- **What is being asked**
Copy out verbatim the lines from the items below, starting with the line that contains "of the engine" and going on through the line that contains "381, 164, 429, 260". Leave the pictures out of your copy.

* start Records for this exercise *

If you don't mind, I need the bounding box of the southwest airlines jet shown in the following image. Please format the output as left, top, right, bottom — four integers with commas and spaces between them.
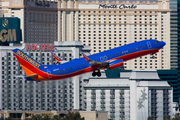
13, 39, 166, 81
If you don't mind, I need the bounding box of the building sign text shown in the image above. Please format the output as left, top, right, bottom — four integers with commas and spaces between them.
99, 4, 137, 9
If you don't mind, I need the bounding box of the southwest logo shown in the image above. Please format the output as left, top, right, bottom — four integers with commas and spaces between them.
16, 50, 41, 68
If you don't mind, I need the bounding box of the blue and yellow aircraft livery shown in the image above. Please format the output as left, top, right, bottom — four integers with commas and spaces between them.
13, 39, 166, 81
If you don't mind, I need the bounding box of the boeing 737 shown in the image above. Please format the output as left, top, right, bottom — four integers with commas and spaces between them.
13, 39, 166, 81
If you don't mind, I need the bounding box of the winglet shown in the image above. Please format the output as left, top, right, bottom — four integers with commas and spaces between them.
51, 52, 62, 62
81, 52, 91, 61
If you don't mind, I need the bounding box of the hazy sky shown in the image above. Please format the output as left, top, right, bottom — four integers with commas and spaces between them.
78, 0, 158, 2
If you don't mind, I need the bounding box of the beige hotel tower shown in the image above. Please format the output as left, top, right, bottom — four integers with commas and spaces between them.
0, 0, 170, 69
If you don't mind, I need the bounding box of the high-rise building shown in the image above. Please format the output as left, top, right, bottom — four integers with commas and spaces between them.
170, 0, 178, 69
177, 0, 180, 109
1, 0, 171, 69
84, 70, 173, 120
0, 0, 57, 43
0, 41, 91, 111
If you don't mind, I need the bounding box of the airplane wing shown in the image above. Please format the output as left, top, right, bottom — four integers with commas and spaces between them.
51, 52, 62, 62
81, 53, 109, 70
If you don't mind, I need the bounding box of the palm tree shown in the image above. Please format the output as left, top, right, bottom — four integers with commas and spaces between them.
63, 112, 84, 120
44, 115, 50, 120
148, 116, 153, 120
52, 115, 60, 120
172, 113, 180, 120
164, 115, 171, 120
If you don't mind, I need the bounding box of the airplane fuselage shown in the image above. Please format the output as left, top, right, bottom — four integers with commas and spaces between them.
11, 40, 165, 81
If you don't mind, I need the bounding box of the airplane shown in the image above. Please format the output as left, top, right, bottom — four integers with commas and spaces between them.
12, 39, 166, 81
51, 52, 63, 65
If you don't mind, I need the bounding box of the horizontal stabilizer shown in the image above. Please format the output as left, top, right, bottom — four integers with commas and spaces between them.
51, 52, 62, 62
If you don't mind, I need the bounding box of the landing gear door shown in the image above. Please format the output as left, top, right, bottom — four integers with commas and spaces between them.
147, 41, 152, 49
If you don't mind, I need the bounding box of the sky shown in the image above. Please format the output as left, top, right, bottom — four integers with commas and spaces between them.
78, 0, 158, 2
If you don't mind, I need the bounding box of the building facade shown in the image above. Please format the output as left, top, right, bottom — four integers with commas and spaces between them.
0, 41, 91, 111
1, 0, 172, 69
84, 70, 173, 120
170, 0, 178, 69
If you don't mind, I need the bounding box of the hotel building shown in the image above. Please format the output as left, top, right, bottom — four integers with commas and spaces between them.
1, 0, 174, 69
0, 41, 91, 111
84, 70, 174, 120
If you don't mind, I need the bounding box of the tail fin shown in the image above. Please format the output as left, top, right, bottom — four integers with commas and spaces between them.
51, 52, 62, 62
81, 52, 91, 61
12, 49, 43, 76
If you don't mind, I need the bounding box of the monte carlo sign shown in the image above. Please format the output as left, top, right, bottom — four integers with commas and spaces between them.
99, 4, 137, 9
0, 17, 22, 46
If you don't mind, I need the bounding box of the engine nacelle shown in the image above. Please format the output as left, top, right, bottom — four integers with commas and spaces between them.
108, 59, 123, 70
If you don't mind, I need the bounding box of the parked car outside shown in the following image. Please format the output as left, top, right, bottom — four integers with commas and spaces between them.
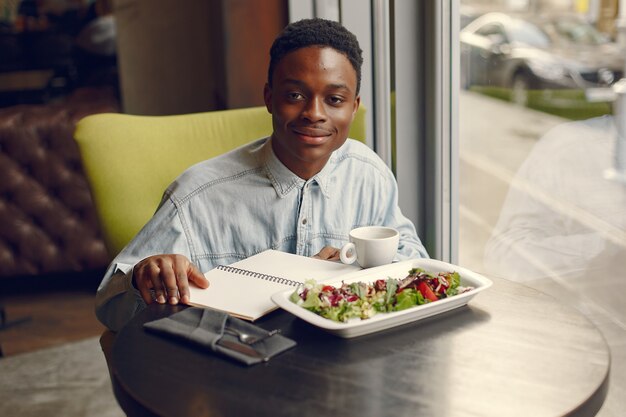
460, 12, 624, 105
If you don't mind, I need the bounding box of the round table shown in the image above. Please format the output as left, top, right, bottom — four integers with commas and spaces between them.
109, 278, 610, 417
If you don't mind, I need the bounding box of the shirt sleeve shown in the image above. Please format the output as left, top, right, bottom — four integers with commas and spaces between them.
96, 200, 192, 331
381, 164, 429, 260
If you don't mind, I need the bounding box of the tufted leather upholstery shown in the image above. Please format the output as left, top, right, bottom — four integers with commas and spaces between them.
0, 88, 119, 277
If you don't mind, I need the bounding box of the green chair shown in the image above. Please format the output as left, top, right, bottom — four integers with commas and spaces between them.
74, 107, 365, 257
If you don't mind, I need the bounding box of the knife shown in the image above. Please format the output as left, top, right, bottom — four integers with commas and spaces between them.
217, 338, 269, 361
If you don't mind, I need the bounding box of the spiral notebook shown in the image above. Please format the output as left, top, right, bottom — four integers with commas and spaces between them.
190, 249, 360, 321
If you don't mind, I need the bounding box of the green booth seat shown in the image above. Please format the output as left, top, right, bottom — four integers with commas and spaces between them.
74, 106, 365, 257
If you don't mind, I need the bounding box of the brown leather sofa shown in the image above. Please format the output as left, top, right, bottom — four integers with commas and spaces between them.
0, 88, 119, 280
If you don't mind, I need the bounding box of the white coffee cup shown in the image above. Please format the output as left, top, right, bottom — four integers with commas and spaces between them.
339, 226, 400, 268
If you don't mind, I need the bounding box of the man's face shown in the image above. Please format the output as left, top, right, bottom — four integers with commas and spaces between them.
264, 46, 360, 179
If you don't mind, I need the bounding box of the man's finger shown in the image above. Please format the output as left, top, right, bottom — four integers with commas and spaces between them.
144, 262, 165, 304
174, 260, 189, 304
133, 267, 154, 304
181, 263, 209, 304
159, 262, 178, 305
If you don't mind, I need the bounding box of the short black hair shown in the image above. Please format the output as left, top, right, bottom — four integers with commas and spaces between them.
267, 18, 363, 95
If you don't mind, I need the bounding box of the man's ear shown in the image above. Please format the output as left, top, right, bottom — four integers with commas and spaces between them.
263, 83, 272, 114
352, 96, 361, 122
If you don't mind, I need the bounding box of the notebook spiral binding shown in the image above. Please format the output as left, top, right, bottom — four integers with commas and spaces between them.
216, 265, 301, 287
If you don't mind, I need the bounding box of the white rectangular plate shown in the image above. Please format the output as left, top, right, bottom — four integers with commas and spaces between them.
272, 259, 492, 338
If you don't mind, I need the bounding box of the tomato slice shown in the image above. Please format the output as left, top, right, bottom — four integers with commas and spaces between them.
417, 281, 439, 301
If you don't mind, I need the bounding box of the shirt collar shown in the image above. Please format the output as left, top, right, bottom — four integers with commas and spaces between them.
260, 137, 336, 198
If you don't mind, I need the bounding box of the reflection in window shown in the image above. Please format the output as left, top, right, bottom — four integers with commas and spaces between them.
458, 0, 626, 410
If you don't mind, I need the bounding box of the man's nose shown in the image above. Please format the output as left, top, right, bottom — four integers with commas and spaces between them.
302, 98, 326, 123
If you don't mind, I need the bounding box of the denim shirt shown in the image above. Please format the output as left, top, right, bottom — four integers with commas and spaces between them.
96, 138, 428, 330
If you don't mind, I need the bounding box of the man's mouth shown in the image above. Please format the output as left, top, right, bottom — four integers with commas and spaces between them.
293, 127, 331, 138
292, 127, 332, 145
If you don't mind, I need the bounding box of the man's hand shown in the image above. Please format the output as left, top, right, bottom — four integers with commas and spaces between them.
313, 246, 340, 261
133, 255, 209, 304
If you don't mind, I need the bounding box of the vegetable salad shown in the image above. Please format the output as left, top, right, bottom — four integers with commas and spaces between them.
289, 268, 472, 322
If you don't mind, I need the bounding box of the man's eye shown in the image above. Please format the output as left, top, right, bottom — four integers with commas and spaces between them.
328, 96, 344, 104
287, 93, 304, 100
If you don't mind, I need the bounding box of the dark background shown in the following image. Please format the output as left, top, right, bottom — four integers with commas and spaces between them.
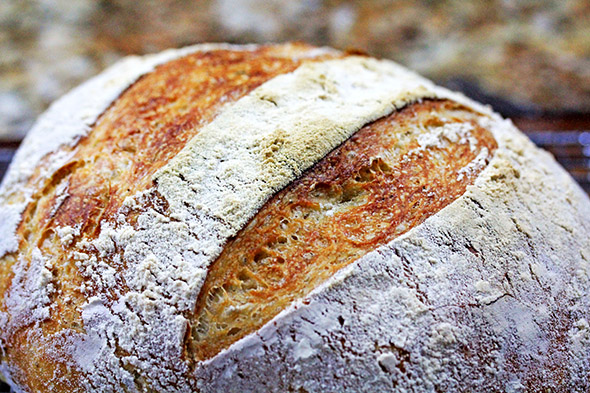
0, 0, 590, 392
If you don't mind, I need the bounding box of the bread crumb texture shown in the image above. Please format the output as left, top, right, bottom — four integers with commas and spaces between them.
0, 44, 590, 392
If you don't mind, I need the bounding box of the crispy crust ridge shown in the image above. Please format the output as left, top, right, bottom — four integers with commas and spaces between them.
187, 100, 497, 360
0, 44, 340, 391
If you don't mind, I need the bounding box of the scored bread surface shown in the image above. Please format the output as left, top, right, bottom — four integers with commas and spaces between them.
0, 44, 590, 392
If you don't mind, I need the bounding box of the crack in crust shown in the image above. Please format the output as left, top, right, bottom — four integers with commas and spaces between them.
186, 100, 497, 361
0, 44, 341, 390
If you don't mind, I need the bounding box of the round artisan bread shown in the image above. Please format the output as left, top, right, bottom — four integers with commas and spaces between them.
0, 44, 590, 392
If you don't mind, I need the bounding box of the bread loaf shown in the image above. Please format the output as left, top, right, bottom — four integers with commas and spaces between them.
0, 44, 590, 392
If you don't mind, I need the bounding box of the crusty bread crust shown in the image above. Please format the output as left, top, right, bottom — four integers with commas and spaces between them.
0, 45, 590, 392
187, 100, 497, 361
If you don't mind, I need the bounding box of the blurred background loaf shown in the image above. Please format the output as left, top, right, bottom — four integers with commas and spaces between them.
0, 0, 590, 191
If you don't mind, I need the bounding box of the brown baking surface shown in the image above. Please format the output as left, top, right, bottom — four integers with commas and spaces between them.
187, 100, 497, 361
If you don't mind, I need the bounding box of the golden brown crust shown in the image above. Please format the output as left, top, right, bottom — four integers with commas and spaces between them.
187, 100, 497, 360
0, 44, 336, 391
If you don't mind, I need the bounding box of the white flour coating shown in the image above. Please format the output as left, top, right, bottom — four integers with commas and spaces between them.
0, 44, 590, 392
0, 44, 268, 257
0, 248, 54, 332
61, 53, 458, 391
194, 117, 590, 393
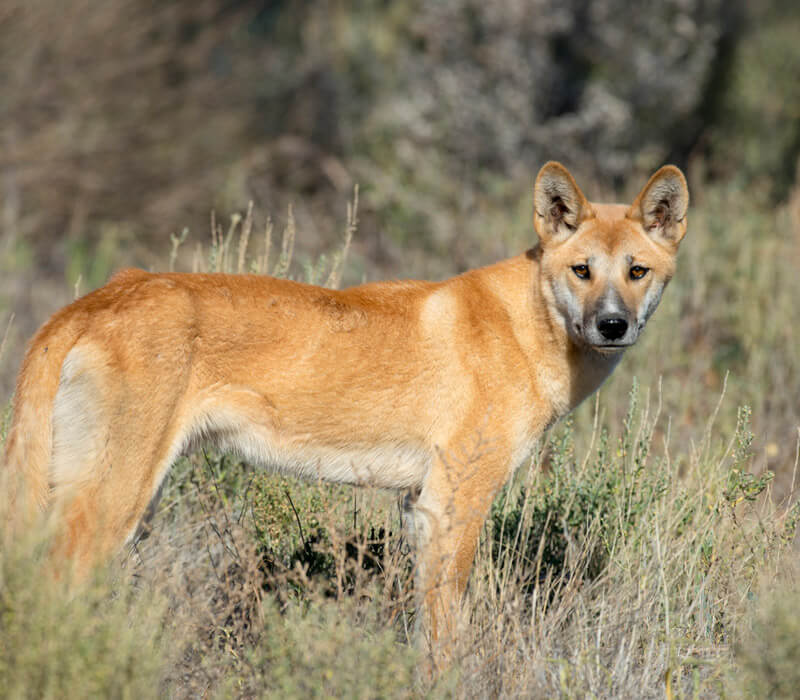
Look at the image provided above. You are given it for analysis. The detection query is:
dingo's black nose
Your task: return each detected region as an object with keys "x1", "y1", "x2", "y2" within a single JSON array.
[{"x1": 597, "y1": 316, "x2": 628, "y2": 340}]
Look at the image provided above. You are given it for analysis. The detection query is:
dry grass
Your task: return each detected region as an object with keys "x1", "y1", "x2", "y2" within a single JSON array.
[{"x1": 0, "y1": 175, "x2": 800, "y2": 698}]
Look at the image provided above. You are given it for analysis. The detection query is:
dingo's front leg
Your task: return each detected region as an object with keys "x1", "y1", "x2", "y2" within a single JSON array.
[{"x1": 414, "y1": 436, "x2": 510, "y2": 666}]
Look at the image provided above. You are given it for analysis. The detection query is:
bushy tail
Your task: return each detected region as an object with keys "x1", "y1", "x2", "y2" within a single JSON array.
[{"x1": 0, "y1": 309, "x2": 79, "y2": 525}]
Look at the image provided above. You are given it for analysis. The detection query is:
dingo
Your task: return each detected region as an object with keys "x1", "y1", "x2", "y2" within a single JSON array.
[{"x1": 5, "y1": 162, "x2": 689, "y2": 652}]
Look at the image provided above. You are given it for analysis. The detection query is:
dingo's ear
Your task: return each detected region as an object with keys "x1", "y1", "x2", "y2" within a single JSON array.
[
  {"x1": 533, "y1": 160, "x2": 593, "y2": 245},
  {"x1": 628, "y1": 165, "x2": 689, "y2": 246}
]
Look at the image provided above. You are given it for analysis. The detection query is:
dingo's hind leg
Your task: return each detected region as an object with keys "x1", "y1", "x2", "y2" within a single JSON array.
[{"x1": 50, "y1": 346, "x2": 186, "y2": 577}]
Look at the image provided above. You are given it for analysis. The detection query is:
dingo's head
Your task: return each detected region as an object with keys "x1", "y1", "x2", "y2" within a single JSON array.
[{"x1": 534, "y1": 162, "x2": 689, "y2": 353}]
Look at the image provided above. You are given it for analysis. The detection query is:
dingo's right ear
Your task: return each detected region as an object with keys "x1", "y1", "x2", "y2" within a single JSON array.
[
  {"x1": 627, "y1": 165, "x2": 689, "y2": 248},
  {"x1": 533, "y1": 160, "x2": 592, "y2": 245}
]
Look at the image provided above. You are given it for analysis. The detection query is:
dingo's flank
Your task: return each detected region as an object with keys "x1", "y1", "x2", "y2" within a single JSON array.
[{"x1": 5, "y1": 162, "x2": 689, "y2": 652}]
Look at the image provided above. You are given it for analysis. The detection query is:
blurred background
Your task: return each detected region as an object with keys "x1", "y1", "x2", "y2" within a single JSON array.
[{"x1": 0, "y1": 0, "x2": 800, "y2": 492}]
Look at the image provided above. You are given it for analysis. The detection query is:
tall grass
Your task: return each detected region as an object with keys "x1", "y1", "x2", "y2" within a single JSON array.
[{"x1": 0, "y1": 179, "x2": 800, "y2": 698}]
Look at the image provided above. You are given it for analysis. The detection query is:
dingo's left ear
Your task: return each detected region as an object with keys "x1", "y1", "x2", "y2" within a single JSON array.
[
  {"x1": 628, "y1": 165, "x2": 689, "y2": 246},
  {"x1": 533, "y1": 160, "x2": 594, "y2": 245}
]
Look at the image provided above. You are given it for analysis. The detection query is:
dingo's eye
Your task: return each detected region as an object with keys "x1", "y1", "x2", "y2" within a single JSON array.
[{"x1": 572, "y1": 265, "x2": 590, "y2": 280}]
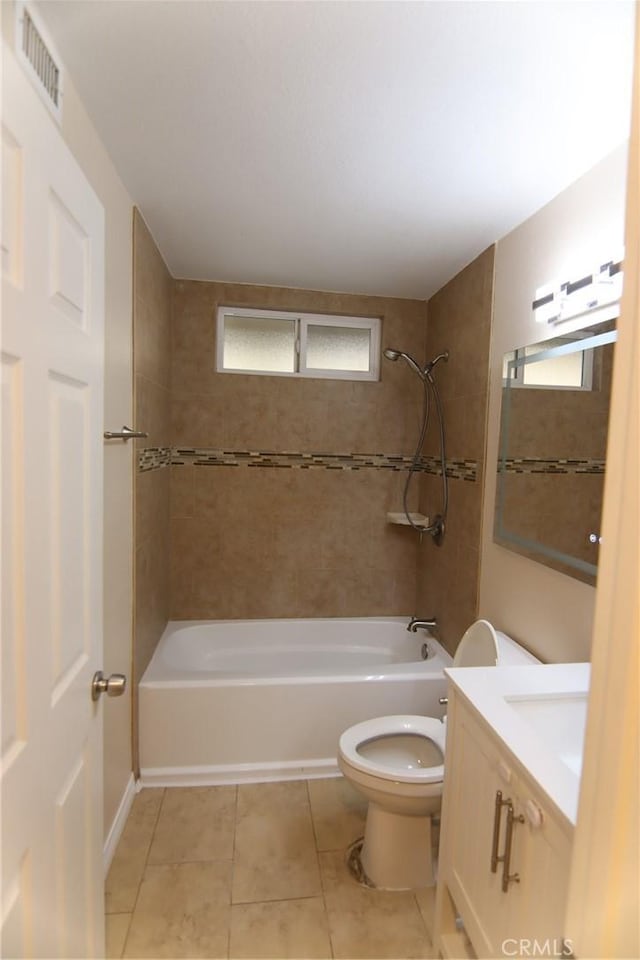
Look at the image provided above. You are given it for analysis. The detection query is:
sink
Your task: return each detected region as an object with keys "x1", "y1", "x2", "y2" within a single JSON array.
[{"x1": 504, "y1": 693, "x2": 588, "y2": 777}]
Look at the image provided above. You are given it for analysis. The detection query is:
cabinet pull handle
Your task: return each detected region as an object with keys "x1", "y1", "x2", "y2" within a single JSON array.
[
  {"x1": 499, "y1": 800, "x2": 524, "y2": 893},
  {"x1": 491, "y1": 790, "x2": 511, "y2": 873}
]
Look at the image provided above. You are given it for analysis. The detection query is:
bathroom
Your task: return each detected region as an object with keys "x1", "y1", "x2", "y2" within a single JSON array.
[{"x1": 3, "y1": 4, "x2": 633, "y2": 956}]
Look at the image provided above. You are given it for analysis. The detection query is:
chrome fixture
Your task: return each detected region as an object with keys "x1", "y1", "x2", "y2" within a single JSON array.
[
  {"x1": 407, "y1": 617, "x2": 438, "y2": 633},
  {"x1": 91, "y1": 670, "x2": 127, "y2": 700},
  {"x1": 103, "y1": 427, "x2": 149, "y2": 440},
  {"x1": 384, "y1": 347, "x2": 449, "y2": 547},
  {"x1": 384, "y1": 347, "x2": 449, "y2": 380}
]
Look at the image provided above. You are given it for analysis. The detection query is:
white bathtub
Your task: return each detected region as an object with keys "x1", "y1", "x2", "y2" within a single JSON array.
[{"x1": 139, "y1": 617, "x2": 452, "y2": 786}]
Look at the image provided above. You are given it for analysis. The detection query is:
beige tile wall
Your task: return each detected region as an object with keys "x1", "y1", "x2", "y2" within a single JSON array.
[
  {"x1": 417, "y1": 246, "x2": 495, "y2": 653},
  {"x1": 132, "y1": 210, "x2": 173, "y2": 760},
  {"x1": 171, "y1": 281, "x2": 426, "y2": 619}
]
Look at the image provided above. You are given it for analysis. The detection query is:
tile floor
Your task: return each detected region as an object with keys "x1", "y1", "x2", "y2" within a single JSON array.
[{"x1": 106, "y1": 778, "x2": 435, "y2": 960}]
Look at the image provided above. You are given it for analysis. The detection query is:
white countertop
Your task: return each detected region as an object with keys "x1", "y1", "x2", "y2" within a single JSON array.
[{"x1": 445, "y1": 663, "x2": 590, "y2": 824}]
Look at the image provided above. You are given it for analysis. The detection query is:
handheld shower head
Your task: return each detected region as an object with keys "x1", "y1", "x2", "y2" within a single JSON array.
[
  {"x1": 424, "y1": 350, "x2": 449, "y2": 376},
  {"x1": 384, "y1": 347, "x2": 402, "y2": 360},
  {"x1": 384, "y1": 347, "x2": 425, "y2": 380}
]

* end Records for this exercise *

- **Output below**
If you don't mind, I need the bounding box of the engine nacelle shown in the image above. Please format the output as left, top, right, bottom — four integers with commas and spaces between them.
108, 59, 123, 70
If you don't mind, I need the bounding box of the parked car outside shown in the following image. Please format the output as left, top, right, bottom — four integers with commas and spaces between them.
460, 12, 624, 105
If you don't mind, I need the bounding box of the round table shown in the image above. Please format the output as left, top, right, bottom — four integers with commas and spaces between them.
109, 278, 610, 417
If you don't mind, I need the bounding box of the shirt sleeve shown in the image above. Please format the output as left, top, right, bottom — four integers with commas and spaces between them.
96, 200, 192, 331
381, 164, 429, 260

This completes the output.